| Material supplied |
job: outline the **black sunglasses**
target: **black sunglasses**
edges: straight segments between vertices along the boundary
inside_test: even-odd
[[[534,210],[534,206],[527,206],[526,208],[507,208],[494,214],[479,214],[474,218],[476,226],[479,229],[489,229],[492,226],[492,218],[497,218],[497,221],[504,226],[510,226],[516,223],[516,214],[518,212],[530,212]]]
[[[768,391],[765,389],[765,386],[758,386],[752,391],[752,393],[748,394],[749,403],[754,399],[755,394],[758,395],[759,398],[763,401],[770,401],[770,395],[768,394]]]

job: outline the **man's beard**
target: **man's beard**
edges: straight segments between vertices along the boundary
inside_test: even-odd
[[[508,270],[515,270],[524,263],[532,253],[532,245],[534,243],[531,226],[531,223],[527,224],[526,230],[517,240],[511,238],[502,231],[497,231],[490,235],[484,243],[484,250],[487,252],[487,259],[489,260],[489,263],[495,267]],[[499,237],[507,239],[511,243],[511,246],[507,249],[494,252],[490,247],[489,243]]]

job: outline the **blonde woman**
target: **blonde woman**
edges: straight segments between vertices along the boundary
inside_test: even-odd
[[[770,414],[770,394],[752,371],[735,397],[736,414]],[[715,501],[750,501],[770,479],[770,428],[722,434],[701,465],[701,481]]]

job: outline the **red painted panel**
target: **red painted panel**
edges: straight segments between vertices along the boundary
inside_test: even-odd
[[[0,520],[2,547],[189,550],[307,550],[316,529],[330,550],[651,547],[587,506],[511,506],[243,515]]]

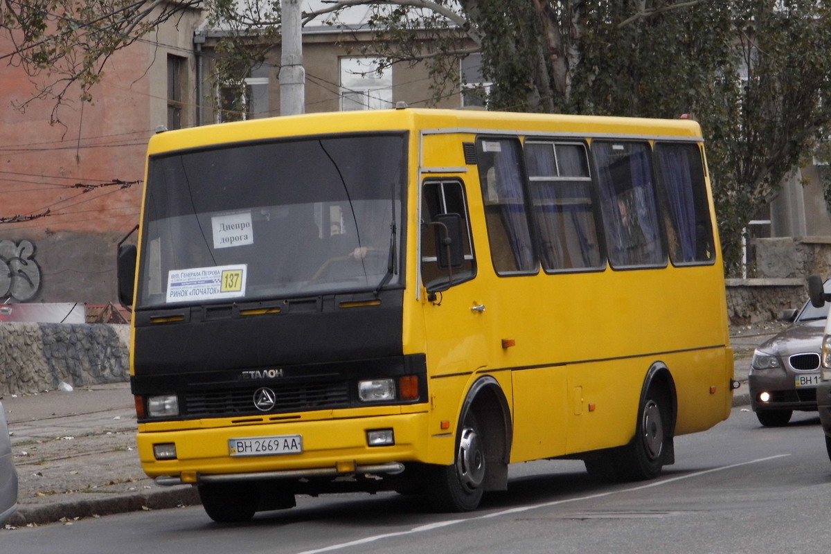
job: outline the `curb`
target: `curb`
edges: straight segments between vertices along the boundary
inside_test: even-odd
[[[71,500],[34,506],[20,506],[6,522],[12,527],[45,525],[79,517],[96,517],[141,510],[162,510],[200,504],[195,487],[173,487],[145,494],[129,494],[96,500]]]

| What to do |
Copy out the whole listing above line for line, without any change, but leave out the picture.

| Worked solution |
job: outline the **black sunglasses**
target: **black sunglasses**
edges: straight segments between vertices along the boundary
inside_test: even-odd
[[[534,210],[534,206],[527,206],[526,208],[507,208],[494,214],[479,214],[474,218],[476,226],[479,229],[489,229],[492,226],[492,218],[497,218],[497,221],[504,226],[510,226],[516,223],[516,214],[518,212],[530,212]]]
[[[768,391],[765,389],[765,386],[758,386],[752,391],[752,393],[748,394],[749,403],[754,399],[755,394],[758,395],[759,398],[763,401],[770,401],[770,395],[768,394]]]

job: outline the **man's beard**
target: **man's beard**
edges: straight segments between vertices along the boundary
inside_test: even-odd
[[[508,270],[515,270],[524,263],[532,253],[532,245],[534,243],[531,226],[531,223],[527,224],[526,230],[517,240],[511,238],[502,231],[497,231],[490,235],[484,243],[484,250],[487,252],[487,259],[489,260],[489,263],[495,267]],[[499,237],[507,239],[511,243],[511,246],[507,249],[494,252],[490,247],[489,243]]]

job: outline the **blonde woman**
target: **blonde woman**
edges: straight segments between vertices along the boundary
inside_test: even-odd
[[[770,414],[770,394],[752,371],[735,397],[736,414]],[[715,501],[750,501],[770,479],[770,428],[722,434],[701,465],[701,481]]]

job: outline the **red painted panel**
target: **red painted panel**
edges: straight segments between vertices along the boundary
inside_test: even-odd
[[[0,520],[2,547],[189,550],[307,550],[316,529],[330,550],[651,547],[587,506],[511,506],[243,515]]]

job: outline the `curb`
target: `curb`
edges: straight segments between vertices along the boundary
inside_test: even-odd
[[[71,500],[34,506],[20,506],[6,522],[12,527],[45,525],[79,517],[96,517],[141,510],[162,510],[200,504],[195,487],[173,487],[145,494],[129,494],[96,500]]]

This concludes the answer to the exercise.